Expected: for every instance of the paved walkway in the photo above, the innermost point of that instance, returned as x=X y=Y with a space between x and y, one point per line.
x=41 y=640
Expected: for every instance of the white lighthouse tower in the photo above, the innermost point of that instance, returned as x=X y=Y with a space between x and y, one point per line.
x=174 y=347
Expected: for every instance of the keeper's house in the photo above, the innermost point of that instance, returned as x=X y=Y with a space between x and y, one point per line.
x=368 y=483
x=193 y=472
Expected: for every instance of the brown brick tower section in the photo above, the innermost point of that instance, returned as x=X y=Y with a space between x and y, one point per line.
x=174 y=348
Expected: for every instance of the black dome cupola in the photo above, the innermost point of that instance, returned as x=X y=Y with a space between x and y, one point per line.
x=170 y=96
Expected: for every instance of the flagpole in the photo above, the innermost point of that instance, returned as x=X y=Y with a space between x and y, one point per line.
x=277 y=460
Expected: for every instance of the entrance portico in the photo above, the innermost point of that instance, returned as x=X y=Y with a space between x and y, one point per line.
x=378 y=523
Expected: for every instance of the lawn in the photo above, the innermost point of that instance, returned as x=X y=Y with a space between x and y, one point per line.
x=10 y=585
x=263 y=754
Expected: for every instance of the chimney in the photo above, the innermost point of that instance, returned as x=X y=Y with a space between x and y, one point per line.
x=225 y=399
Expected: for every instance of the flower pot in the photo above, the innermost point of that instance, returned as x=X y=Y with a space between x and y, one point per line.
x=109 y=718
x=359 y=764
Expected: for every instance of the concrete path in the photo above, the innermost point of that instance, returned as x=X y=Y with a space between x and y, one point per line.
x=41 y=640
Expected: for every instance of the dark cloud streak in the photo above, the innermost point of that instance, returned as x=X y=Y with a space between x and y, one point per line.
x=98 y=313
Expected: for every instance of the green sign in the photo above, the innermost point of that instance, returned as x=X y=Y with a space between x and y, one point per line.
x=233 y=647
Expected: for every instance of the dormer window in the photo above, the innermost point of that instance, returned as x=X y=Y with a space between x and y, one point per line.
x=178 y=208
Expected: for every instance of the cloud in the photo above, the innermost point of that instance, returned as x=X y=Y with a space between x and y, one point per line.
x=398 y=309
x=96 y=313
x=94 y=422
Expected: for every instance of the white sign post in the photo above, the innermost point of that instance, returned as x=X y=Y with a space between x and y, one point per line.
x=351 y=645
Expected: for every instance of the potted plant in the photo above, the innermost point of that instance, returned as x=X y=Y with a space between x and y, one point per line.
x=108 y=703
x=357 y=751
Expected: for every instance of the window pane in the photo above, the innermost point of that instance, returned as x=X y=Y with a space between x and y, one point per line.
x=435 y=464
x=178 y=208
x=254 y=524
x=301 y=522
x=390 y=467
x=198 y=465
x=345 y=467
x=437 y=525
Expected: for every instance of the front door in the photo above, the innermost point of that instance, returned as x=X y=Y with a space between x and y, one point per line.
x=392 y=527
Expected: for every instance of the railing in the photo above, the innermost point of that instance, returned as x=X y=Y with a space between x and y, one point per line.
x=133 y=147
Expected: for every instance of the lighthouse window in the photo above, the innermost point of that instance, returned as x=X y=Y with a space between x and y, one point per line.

══════════

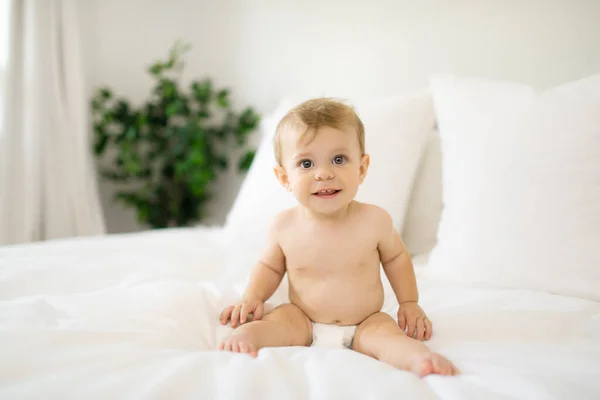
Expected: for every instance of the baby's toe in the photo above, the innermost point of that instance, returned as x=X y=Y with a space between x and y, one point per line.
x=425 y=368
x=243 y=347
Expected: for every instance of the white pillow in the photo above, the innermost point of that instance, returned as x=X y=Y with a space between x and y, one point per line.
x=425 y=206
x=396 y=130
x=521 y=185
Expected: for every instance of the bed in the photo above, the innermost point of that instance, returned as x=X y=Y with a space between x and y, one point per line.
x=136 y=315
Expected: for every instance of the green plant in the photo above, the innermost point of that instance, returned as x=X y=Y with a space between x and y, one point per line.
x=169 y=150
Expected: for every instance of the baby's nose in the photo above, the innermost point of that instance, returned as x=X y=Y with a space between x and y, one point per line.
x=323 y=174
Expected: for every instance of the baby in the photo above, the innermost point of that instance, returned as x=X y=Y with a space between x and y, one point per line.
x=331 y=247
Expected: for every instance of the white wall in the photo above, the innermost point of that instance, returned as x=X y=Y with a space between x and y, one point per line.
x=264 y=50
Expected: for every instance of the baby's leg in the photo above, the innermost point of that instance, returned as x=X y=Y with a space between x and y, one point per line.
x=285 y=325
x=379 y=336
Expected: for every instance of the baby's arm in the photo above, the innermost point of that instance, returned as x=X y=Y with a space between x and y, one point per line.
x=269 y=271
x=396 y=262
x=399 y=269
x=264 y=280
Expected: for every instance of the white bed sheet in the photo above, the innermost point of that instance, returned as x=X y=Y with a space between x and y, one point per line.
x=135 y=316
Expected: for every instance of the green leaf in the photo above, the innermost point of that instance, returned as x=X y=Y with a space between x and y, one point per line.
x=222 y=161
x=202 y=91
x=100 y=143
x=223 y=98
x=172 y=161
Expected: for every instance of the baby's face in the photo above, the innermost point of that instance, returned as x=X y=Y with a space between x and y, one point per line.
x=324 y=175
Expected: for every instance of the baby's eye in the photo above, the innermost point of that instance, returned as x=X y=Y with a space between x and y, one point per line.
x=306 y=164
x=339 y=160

══════════

Exercise description
Could you rewrite the stretch of data from the line containing "Expected: for every instance of the baby's leg" through the line containing "x=339 y=160", replacing "innermost" with "central" and keeping everything else unchanged?

Complete response
Expected: for every instance of the baby's leg in the photo above, the central point of that instance, returned as x=X y=Y with a space between x and y, one point per line.
x=285 y=325
x=379 y=336
Expected: for every instance of the baby's arm in the photo above, the central point of that instance, returned as x=X y=Y with a space between x and y, one point per line.
x=269 y=271
x=396 y=262
x=399 y=269
x=264 y=280
Expected: for every instance of the white bed sheet in the photo above, the central point of that instance, returned as x=X y=Y with a space between x and y, one point per line.
x=135 y=316
Expected: for every instance of the green leaf in the photo above, the central point of that instance, returned as x=X y=Y with a space between x and y, one point per line.
x=222 y=161
x=202 y=91
x=100 y=143
x=223 y=98
x=172 y=161
Expected: for every instance of the baby's face in the photo above, the central point of that instance, returned as x=X y=Y with a space between x and y, one point per line.
x=324 y=175
Expected: for every instance of the baby's eye in the photo above, the central point of that instance, returned as x=X y=Y with a space between x and y, one point per line.
x=306 y=164
x=339 y=160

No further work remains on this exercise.